Task brief: For this task, every record below must be reproduced exactly.

Supplied material:

'''

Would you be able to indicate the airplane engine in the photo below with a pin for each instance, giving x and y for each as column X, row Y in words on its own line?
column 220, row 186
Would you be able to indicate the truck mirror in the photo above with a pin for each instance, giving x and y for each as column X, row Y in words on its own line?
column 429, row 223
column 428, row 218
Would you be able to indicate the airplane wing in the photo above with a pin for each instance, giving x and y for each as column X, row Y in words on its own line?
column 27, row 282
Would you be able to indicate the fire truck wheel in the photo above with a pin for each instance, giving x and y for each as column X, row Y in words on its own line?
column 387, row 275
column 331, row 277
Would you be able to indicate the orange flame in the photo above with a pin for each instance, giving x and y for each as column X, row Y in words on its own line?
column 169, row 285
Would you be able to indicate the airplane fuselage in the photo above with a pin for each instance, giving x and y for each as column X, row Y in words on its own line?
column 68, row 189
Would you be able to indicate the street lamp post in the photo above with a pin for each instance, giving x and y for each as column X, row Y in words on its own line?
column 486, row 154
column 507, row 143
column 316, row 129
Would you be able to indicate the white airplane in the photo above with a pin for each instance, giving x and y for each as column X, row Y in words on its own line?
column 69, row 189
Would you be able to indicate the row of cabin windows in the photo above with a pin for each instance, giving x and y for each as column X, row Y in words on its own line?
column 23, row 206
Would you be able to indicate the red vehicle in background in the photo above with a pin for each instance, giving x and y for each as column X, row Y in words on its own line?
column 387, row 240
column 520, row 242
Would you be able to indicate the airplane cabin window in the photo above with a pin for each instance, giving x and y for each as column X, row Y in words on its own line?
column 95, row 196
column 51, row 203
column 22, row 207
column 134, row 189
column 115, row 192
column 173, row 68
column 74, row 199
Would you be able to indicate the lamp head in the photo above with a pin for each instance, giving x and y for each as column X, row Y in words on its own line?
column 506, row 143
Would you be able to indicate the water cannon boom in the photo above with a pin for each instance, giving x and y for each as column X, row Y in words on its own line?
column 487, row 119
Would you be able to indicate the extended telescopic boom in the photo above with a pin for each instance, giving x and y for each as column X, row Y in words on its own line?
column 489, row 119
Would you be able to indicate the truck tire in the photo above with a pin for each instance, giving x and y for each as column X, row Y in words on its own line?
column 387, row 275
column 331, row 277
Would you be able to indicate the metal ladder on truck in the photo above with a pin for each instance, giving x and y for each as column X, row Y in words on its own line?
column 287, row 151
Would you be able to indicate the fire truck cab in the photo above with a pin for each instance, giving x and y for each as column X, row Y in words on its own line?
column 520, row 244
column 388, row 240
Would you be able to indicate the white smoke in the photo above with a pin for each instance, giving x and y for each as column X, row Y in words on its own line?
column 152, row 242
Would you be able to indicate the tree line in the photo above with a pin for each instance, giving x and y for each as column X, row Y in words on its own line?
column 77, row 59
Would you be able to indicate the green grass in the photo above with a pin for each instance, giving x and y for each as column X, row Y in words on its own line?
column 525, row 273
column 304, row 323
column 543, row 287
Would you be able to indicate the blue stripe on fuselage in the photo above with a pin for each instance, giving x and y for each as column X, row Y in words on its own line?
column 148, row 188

'''

Result:
Would you be able to indicate the airplane engine in the photo below with a pin for each instance, giving x and y for each as column X, row Y in words on its own line?
column 220, row 186
Would you be able to indicate the truck mirror in the photo above with a pin for each instance, giving x and y for each as column X, row Y in words on its own line?
column 429, row 223
column 428, row 218
Would you be able to indicate the airplane wing in the photo above with a pin for each instance, giving x and y for each as column X, row Y in words on its own line?
column 27, row 282
Would you be able to indicate the fire truck wheel in the photo above with a pin for each instance, giving x and y for each as column X, row Y in words on its own line?
column 387, row 275
column 331, row 277
Would you be able to indicate the orange flame in the photo above with a pin for each instance, giving x and y for each as column X, row Y in words on its own line?
column 169, row 285
Would you be able to indicate the airplane fuselage in the photo above with a pin for each instance, giving x and y for each as column X, row Y in words on its own line?
column 68, row 189
Would you be able to indicate the street lamp post in the photo above with a pin for each instance, giving x and y for each as column X, row Y in words on its own line?
column 486, row 154
column 507, row 143
column 316, row 129
Would you be able to indicate the white airplane in the photo above with a pin for each instance, giving x and y for each as column X, row Y in words on its own line?
column 69, row 189
Would you be able to indicate the row of cabin windows in the photo above with a pin for each instance, giving x and y for each as column X, row Y in words on its own line?
column 23, row 206
Would you be able to indicate the red vehicle in background in the photo above with a pin for each instance, giving x and y for each as column X, row Y in words on its own line?
column 387, row 240
column 520, row 242
Would you be able to indicate the airplane cabin window in the photo above with a pin for each instance, giving x and y for each as column X, row Y in words on its own line?
column 95, row 196
column 51, row 203
column 22, row 207
column 134, row 189
column 115, row 192
column 173, row 68
column 74, row 199
Would you be able to indicate the lamp head in the photo above with a pin for each instance, giving x and y for each as column X, row Y in words on its own line?
column 506, row 143
Would you be able to indicate the water cannon boom in the photo above with a pin for each instance, giving x and y for each as column X, row Y in words on its own line?
column 487, row 119
Would you be able to indicate the extended telescopic boom in the photo above with a pin for each instance, giving x and y for each as column X, row Y in words on its own line?
column 489, row 119
Would you be able to indicate the truck tire in the photo above with a pin for each instance, giving x and y for each as column X, row Y in words on its own line?
column 387, row 275
column 331, row 277
Would you be able to indicate the metal ladder on truck in the photo above with a pin for each instance, giving x and y for each as column X, row Y in words on its own line?
column 287, row 151
Would you be able to indicate the fire truck cab in the photo above with a pin for each instance, giving x and y for each as column X, row Y in words on its own line?
column 520, row 244
column 388, row 240
Would you be able to indicate the white smoke in the photo above with a pin for each instance, giving x and y for each as column X, row Y in words on its own line?
column 152, row 242
Would you be able to indicate the tree line in the photo above with a pin for each instance, giving x and y for each as column X, row Y in words on its own line?
column 77, row 59
Would you be able to indicate the green grass in the photo above with a pin for each instance, giving x and y for each as column X, row Y in words on its own line?
column 525, row 273
column 304, row 323
column 543, row 287
Would you be able to indicate the blue stripe on fuselage in the photo above with a pin for each instance, giving x and y for each as column X, row Y in words on its own line?
column 148, row 188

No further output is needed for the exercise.